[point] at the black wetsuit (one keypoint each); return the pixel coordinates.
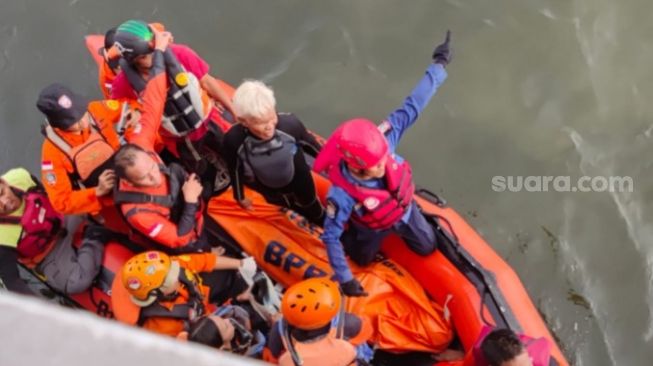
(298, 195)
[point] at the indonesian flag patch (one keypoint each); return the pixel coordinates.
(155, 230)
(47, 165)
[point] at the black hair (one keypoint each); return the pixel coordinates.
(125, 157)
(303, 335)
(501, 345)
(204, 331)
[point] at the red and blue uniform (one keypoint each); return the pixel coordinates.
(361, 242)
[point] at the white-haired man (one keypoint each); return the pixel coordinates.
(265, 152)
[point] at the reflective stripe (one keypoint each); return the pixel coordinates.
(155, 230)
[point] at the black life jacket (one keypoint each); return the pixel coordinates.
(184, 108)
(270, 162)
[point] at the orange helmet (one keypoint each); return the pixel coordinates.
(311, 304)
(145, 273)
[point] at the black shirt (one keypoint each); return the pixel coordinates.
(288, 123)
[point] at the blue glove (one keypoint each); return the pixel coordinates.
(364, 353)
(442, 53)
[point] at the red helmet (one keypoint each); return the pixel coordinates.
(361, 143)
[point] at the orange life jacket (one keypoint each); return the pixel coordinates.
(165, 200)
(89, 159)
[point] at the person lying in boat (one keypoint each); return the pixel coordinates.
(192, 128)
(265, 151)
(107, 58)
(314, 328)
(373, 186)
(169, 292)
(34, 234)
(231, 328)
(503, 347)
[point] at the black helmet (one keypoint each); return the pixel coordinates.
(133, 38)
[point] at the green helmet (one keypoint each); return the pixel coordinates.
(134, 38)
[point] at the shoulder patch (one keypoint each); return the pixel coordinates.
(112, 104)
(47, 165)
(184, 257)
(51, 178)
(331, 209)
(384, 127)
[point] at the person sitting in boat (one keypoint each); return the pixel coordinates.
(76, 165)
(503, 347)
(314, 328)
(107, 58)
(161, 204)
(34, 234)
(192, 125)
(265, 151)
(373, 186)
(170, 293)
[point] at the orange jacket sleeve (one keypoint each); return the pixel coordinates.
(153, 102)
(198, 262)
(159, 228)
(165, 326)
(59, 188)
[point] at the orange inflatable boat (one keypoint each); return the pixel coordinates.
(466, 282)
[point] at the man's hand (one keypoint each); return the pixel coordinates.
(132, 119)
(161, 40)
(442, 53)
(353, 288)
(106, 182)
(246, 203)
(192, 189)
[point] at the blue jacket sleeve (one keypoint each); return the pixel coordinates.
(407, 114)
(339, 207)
==
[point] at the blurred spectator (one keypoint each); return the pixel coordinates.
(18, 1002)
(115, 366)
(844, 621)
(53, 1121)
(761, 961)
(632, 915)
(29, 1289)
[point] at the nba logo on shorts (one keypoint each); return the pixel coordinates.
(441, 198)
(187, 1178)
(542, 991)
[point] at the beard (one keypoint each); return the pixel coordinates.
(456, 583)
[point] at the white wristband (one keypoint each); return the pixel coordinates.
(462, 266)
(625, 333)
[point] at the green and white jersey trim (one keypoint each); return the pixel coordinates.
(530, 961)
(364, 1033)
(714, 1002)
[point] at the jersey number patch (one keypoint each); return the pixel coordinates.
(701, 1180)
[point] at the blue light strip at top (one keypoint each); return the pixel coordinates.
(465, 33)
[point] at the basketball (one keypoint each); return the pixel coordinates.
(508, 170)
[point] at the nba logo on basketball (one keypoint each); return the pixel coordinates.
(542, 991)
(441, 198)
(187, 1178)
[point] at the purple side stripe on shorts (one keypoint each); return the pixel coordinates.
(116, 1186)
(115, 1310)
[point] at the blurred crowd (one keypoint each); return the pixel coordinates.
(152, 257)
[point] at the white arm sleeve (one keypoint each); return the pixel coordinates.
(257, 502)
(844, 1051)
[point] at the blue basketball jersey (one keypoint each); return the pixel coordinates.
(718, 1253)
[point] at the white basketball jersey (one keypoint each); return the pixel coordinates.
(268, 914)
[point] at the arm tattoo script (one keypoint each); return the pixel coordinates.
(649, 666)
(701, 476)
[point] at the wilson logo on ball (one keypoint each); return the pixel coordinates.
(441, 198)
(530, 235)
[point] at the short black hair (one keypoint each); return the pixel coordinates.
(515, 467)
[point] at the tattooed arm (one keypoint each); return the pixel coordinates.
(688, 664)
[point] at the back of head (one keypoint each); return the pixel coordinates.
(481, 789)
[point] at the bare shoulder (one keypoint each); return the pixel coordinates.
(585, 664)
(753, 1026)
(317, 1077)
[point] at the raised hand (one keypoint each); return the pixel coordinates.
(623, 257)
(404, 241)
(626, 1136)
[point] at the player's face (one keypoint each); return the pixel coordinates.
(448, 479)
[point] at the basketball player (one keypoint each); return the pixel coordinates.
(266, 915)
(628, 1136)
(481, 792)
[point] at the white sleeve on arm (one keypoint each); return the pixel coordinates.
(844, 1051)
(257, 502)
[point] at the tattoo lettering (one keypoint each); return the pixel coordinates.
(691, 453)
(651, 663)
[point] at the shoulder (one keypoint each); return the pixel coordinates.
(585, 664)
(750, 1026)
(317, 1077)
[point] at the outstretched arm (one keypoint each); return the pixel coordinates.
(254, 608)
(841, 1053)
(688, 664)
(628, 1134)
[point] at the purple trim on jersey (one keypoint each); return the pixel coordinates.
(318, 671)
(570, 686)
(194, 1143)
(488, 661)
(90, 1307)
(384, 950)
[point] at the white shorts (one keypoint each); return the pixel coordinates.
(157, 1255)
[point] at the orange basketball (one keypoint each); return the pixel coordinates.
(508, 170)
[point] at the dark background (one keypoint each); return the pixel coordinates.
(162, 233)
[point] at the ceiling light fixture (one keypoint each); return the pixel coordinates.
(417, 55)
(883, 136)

JOB: Please convert the entries into a numbered list, starting with the line containing "[point] at the blue light" and going on through the line containing "(718, 1253)", both lines included. Leave out any blank lines.

OUTPUT BELOW:
1. [point] at the blue light strip at top (one keypoint each); return the pixel coordinates.
2. (465, 33)
3. [point] at the basketball (one keypoint each); return the pixel coordinates.
4. (508, 170)
5. [point] at the nba logo on basketball (one keypoint each); return the pixel coordinates.
6. (542, 991)
7. (441, 198)
8. (187, 1178)
9. [point] at the purple side stripe on shorts (one keypoint each); return the pixel coordinates.
10. (116, 1186)
11. (115, 1310)
12. [point] at the blurred crowd (one keypoint each); return the pixel coordinates.
13. (152, 257)
14. [point] at the white arm sleeve (one keypoint each); return the pixel coordinates.
15. (257, 502)
16. (844, 1051)
17. [point] at the blue basketball jersey (one keypoint each); return the pixel coordinates.
18. (718, 1253)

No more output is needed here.